What to do: In the entries below, find each line bearing the string "helmet" and copy it.

Records to process:
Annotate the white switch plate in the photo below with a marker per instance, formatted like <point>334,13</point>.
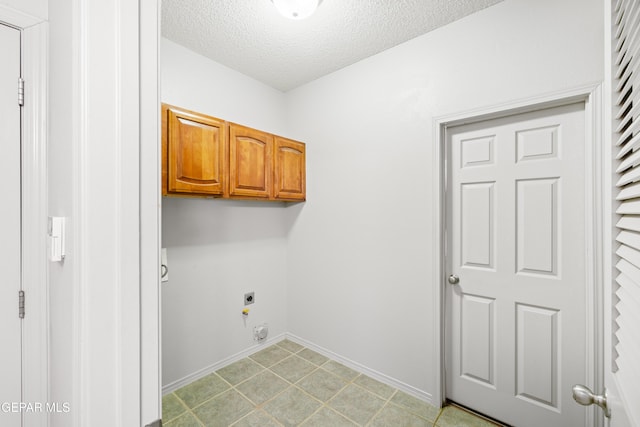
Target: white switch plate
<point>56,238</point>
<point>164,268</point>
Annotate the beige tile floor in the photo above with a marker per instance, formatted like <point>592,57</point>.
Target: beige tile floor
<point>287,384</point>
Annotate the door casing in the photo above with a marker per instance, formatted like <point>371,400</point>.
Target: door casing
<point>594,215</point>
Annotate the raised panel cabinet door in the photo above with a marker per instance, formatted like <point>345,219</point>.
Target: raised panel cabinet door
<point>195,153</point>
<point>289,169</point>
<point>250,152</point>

* * *

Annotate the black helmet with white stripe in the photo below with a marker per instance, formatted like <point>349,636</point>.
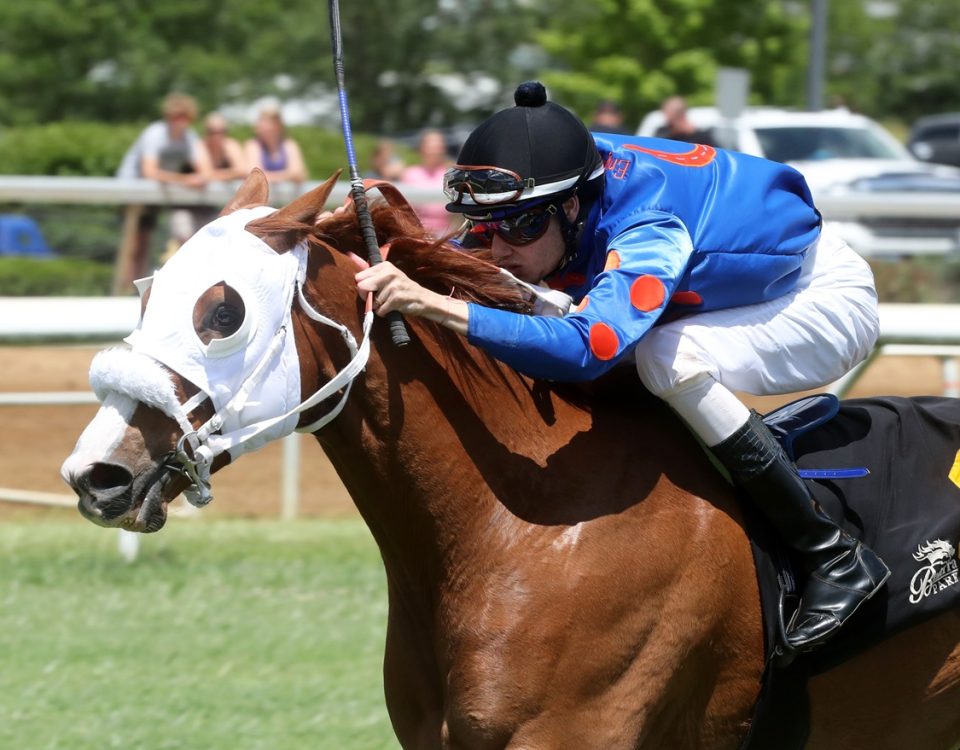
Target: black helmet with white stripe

==

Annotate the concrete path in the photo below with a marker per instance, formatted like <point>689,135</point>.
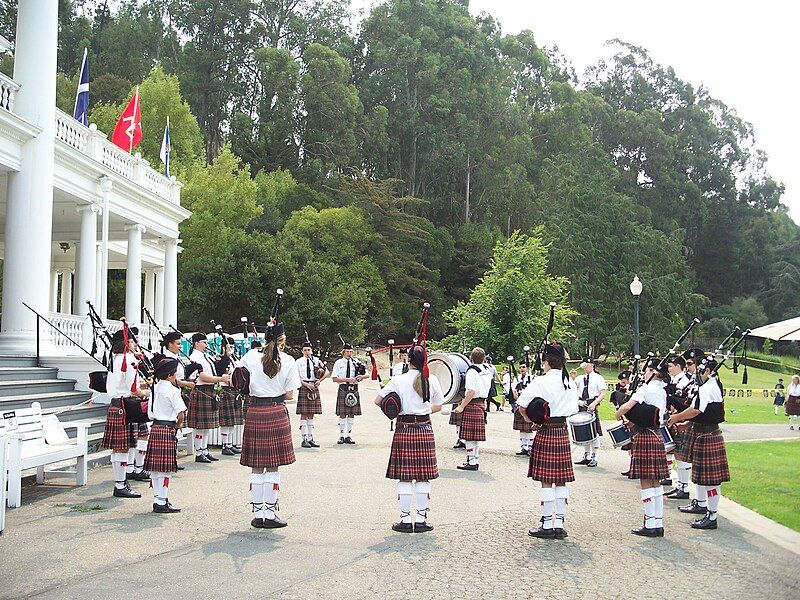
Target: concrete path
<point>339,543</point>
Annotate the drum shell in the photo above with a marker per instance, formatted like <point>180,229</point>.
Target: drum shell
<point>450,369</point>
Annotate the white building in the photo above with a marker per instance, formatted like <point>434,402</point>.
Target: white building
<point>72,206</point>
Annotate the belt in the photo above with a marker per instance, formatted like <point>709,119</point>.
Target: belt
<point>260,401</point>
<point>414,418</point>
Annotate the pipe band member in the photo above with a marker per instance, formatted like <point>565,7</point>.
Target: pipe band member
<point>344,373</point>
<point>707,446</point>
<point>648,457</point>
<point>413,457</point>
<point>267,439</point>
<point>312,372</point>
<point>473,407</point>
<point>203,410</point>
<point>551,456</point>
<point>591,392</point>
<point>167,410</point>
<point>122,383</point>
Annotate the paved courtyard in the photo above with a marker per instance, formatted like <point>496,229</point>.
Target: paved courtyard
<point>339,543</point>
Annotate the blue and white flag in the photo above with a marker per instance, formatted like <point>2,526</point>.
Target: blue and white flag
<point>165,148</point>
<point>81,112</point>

Response to the task:
Annotate the black helmet with white stripe in the photo below with a marker per instance, formatted like <point>349,636</point>.
Target: black helmet with white stripe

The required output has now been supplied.